◆ Challenge:
Reproduce exactly the final portion of the data: every line from the one containing "[point] every instance of the brick" through the last line, inclusive.

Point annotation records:
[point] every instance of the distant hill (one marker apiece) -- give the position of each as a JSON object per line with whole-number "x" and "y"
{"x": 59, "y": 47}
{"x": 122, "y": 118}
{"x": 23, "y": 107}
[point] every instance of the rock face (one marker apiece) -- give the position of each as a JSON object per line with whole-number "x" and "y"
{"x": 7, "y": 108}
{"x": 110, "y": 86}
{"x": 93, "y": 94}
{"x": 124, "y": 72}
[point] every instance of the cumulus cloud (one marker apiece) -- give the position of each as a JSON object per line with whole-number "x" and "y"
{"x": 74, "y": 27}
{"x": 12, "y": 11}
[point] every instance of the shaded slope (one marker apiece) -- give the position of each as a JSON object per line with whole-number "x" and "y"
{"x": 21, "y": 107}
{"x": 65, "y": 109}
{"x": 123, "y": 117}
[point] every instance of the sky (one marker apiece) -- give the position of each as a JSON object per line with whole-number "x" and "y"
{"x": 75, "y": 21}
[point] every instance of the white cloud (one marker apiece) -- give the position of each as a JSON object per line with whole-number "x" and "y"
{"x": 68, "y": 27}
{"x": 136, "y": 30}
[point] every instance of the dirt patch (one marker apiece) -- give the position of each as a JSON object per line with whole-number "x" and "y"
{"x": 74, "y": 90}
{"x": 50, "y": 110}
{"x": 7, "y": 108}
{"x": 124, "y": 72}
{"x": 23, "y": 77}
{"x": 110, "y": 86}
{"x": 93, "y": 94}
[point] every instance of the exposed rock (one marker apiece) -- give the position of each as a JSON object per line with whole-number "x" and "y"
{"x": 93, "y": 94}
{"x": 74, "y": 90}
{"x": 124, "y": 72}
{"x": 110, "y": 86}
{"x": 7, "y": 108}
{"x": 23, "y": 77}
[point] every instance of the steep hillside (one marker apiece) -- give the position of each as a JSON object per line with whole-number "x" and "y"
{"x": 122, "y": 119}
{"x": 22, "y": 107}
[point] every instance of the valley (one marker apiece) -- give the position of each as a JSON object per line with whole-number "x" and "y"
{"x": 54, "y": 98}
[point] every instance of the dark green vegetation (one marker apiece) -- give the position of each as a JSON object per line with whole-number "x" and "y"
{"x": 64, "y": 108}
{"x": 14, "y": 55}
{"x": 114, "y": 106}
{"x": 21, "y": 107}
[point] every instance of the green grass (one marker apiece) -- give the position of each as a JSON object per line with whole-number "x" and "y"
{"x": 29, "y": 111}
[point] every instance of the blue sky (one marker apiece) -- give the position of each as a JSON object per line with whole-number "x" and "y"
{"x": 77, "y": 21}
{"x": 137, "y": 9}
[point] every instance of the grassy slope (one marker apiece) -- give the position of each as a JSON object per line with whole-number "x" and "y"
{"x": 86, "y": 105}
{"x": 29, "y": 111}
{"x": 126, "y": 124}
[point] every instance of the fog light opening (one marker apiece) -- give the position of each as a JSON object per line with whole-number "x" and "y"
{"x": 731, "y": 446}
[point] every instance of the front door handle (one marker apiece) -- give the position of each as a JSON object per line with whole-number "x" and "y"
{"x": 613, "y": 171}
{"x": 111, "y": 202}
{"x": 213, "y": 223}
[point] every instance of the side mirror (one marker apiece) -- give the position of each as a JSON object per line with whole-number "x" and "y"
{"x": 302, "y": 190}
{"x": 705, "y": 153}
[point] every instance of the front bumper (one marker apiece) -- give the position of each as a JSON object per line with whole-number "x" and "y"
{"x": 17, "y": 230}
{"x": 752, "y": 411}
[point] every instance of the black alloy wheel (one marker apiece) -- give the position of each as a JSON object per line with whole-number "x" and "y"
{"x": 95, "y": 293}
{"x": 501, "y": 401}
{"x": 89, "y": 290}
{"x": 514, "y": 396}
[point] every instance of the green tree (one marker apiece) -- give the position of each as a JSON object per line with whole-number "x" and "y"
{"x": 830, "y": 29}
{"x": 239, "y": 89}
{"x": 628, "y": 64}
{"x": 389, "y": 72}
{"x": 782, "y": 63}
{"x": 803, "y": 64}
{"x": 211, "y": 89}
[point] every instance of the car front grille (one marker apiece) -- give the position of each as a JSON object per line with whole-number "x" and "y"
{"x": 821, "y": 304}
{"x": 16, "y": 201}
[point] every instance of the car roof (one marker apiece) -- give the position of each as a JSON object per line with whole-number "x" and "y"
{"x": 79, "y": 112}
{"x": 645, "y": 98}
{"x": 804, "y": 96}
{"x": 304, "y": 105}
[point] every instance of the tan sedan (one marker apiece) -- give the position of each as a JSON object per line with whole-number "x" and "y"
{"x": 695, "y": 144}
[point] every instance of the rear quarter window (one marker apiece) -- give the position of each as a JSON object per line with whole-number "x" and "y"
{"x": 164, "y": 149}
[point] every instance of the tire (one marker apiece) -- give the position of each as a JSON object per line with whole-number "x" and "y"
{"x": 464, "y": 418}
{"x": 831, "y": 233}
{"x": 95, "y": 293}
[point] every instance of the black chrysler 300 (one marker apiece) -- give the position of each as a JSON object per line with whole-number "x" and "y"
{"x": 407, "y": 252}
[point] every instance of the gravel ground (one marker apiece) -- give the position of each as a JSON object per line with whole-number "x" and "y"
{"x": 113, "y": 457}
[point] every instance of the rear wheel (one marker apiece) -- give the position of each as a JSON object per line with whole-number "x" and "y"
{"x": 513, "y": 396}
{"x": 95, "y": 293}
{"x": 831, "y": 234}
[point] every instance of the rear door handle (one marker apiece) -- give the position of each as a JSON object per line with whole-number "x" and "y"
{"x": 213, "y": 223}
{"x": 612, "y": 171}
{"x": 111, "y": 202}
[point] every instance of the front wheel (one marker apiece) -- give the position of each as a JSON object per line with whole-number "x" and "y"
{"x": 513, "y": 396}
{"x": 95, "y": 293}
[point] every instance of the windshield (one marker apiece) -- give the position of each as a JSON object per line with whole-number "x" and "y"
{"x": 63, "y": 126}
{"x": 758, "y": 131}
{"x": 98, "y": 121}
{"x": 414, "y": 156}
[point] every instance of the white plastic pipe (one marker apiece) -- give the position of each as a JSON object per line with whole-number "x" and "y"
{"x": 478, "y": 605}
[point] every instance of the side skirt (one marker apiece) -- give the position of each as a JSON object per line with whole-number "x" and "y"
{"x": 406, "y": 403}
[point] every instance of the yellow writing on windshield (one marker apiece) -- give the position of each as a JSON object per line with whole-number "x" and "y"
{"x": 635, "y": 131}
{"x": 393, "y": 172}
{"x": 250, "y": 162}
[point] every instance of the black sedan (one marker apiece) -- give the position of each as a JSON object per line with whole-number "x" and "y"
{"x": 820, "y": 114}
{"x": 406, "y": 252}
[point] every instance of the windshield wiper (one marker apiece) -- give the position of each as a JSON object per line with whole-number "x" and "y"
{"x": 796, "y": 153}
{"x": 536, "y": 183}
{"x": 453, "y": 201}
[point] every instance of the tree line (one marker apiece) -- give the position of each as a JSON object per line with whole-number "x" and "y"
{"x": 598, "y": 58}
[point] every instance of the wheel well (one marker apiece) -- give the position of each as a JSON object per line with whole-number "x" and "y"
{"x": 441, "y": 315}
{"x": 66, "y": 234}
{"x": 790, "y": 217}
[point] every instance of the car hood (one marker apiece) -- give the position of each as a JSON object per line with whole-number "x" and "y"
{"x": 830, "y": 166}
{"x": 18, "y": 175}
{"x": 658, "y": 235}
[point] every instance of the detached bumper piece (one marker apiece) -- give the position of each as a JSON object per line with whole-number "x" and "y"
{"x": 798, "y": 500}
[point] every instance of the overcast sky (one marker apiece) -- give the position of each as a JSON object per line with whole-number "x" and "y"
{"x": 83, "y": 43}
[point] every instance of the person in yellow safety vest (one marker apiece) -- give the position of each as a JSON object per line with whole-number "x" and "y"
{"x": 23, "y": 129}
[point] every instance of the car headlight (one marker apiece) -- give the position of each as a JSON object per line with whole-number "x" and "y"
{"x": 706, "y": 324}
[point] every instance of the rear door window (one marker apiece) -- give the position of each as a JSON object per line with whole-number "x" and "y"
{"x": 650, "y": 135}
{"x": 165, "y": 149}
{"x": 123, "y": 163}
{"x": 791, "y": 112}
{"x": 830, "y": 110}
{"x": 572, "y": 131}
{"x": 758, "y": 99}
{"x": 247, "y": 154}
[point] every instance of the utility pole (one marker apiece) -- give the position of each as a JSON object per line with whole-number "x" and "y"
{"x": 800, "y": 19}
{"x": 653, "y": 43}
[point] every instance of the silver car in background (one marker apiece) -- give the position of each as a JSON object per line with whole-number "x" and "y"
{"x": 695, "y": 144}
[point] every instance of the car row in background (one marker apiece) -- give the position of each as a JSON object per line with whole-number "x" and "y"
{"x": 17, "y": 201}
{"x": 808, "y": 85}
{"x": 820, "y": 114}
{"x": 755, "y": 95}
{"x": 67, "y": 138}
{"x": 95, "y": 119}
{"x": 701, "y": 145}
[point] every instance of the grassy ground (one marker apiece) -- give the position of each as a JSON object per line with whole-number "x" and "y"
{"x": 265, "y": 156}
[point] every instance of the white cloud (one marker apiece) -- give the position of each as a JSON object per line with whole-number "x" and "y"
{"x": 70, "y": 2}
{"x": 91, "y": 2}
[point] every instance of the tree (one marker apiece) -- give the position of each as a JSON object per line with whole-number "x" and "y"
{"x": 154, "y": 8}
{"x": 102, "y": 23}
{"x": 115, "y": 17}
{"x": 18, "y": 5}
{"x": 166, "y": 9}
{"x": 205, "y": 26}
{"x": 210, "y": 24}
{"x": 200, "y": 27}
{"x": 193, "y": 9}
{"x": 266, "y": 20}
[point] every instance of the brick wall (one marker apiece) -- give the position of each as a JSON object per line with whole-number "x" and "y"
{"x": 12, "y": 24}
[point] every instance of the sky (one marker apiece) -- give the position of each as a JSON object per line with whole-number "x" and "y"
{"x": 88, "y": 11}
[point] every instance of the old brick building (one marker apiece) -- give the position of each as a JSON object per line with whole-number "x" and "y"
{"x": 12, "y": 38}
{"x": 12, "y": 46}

◆ Correct result:
[point] every instance of the brick wall (one marker apiece) -- give the position of each as a JSON object per line with whole-number "x" and "y"
{"x": 12, "y": 24}
[point] every instance of the sky (one marker apiece) -- give the position of each as a JSON object per line with whole-number "x" and "y"
{"x": 88, "y": 11}
[point] every instance of the old brick building (one marker apiece) -- give the position of each as a JSON object per line with whole-number "x" and "y"
{"x": 12, "y": 38}
{"x": 12, "y": 46}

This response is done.